SELECTED TEXT:
● ● ● ●
The mission is the follow-up to Chang'e 3, the first Chinese landing on the Moon. The spacecraft was originally built as a backup for Chang'e 3 and became available after it landed successfully. The configuration of Chang'e 4 was adjusted to meet new scientific objectives. Like its predecessors, the spacecraft is named after Chang'e, the Chinese Moon goddess.
The Chinese Lunar Exploration Program is designed to be conducted in three phases of incremental technological advancement: The first is simply reaching lunar orbit, a task completed by Chang'e 1 in 2007 and Chang'e 2 in 2010. The second is landing and roving on the Moon, as Chang'e 3 did in 2013 and Chang'e 4 is planned to achieve. The third is collecting lunar samples from the near-side and sending them to Earth, a task for the future Chang'e 5 and Chang'e 6 missions. The program aims to facilitate a crewed lunar landing in the 2030s and possibly build an outpost near the south pole. The Chinese Lunar Exploration Program has started to incorporate private investment from individuals and enterprises for the first time, a move aimed at accelerating aerospace innovation, cutting production costs, and promoting military-civilian relationships.
The Chang'e 4 mission was first scheduled for launch in 2015 as part of the second phase of the Chinese Lunar Exploration Program. But the adjusted objectives and design of the mission imposed delays, and finally launched on 7 December 2018, 18:23 UTC. The spacecraft entered lunar orbit on 12 December 2018, 08:45 UTC. Landing is scheduled for 3 January 2019.
● ● ● ●
Entries from a point annotation set:
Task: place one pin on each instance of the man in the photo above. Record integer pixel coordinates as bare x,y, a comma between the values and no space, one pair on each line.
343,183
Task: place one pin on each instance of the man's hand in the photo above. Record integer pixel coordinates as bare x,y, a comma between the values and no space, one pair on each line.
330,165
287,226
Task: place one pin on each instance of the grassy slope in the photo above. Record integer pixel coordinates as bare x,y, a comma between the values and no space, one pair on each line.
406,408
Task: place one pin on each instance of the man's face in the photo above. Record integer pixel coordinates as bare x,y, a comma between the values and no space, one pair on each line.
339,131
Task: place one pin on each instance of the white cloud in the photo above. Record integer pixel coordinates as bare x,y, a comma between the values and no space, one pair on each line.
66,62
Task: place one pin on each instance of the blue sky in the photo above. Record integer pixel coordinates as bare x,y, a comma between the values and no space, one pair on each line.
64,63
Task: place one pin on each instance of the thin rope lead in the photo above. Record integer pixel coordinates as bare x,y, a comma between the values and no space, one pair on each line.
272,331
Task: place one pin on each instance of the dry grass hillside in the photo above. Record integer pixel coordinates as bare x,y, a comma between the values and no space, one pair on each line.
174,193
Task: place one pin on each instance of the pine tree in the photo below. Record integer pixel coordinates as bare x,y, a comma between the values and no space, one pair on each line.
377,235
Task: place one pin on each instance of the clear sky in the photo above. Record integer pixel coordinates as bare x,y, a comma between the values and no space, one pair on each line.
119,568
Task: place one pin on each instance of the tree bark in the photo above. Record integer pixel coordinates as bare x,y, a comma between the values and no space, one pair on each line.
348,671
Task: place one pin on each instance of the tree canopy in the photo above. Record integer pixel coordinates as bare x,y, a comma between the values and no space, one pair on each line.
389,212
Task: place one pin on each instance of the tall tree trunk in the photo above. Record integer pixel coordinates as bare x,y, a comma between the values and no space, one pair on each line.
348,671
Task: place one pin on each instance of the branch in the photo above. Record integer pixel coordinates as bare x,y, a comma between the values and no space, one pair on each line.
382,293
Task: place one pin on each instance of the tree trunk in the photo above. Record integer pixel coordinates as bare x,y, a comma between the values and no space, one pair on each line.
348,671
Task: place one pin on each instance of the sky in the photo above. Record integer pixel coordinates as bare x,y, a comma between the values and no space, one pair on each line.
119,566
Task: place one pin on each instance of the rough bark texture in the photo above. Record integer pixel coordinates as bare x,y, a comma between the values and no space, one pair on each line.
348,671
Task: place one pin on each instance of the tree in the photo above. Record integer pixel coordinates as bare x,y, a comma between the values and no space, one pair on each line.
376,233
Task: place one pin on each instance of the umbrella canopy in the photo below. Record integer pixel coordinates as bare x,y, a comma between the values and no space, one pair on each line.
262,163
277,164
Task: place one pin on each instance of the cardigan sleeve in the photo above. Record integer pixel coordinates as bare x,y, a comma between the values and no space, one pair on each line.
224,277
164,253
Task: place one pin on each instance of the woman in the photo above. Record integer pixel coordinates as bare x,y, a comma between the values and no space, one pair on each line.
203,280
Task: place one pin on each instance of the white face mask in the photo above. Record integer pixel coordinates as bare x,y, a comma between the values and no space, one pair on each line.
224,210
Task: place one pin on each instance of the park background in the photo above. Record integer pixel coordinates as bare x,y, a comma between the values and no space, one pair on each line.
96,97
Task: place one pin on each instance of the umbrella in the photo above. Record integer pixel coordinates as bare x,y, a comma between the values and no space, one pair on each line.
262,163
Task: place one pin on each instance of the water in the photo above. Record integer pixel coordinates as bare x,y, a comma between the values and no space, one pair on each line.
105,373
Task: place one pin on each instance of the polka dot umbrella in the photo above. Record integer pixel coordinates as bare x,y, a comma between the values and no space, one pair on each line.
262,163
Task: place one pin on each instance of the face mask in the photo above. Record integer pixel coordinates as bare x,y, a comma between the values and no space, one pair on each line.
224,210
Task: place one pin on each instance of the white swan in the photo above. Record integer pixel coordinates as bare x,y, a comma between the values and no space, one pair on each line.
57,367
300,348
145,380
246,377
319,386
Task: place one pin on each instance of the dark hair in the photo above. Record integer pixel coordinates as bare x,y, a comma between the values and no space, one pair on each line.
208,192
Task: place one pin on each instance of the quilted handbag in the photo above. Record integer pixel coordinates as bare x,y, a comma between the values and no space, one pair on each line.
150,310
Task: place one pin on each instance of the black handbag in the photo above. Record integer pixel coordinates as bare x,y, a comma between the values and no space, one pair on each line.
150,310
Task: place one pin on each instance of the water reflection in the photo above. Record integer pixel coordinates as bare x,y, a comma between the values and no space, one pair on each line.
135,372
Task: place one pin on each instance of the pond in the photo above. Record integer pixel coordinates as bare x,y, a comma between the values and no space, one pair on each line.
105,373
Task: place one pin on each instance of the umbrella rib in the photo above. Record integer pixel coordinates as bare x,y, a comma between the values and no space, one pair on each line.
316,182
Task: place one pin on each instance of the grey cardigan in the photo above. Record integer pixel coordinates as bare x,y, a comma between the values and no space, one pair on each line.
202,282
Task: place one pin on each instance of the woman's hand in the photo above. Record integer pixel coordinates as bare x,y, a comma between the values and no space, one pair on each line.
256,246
● ● ● ●
TASK LIST:
a) Please reproduce the Chang'e 4 passage between "The Chang'e 4" and "3 January 2019.", inclusive.
b) Show each line of the records that contains the word "canopy".

RESULTS FOR THE EXERCISE:
a)
The Chang'e 4 mission was first scheduled for launch in 2015 as part of the second phase of the Chinese Lunar Exploration Program. But the adjusted objectives and design of the mission imposed delays, and finally launched on 7 December 2018, 18:23 UTC. The spacecraft entered lunar orbit on 12 December 2018, 08:45 UTC. Landing is scheduled for 3 January 2019.

b)
Task: place one pin on each instance of the tree canopy in the photo above. Record integer pixel coordinates as bare x,y, a comma between the values and no space, one pair on each line.
Task: place one pin on each instance of the umbrella canopy in the photo below. Record integer pixel coordinates as bare x,y, a comma between the values and no space, one pair on each line.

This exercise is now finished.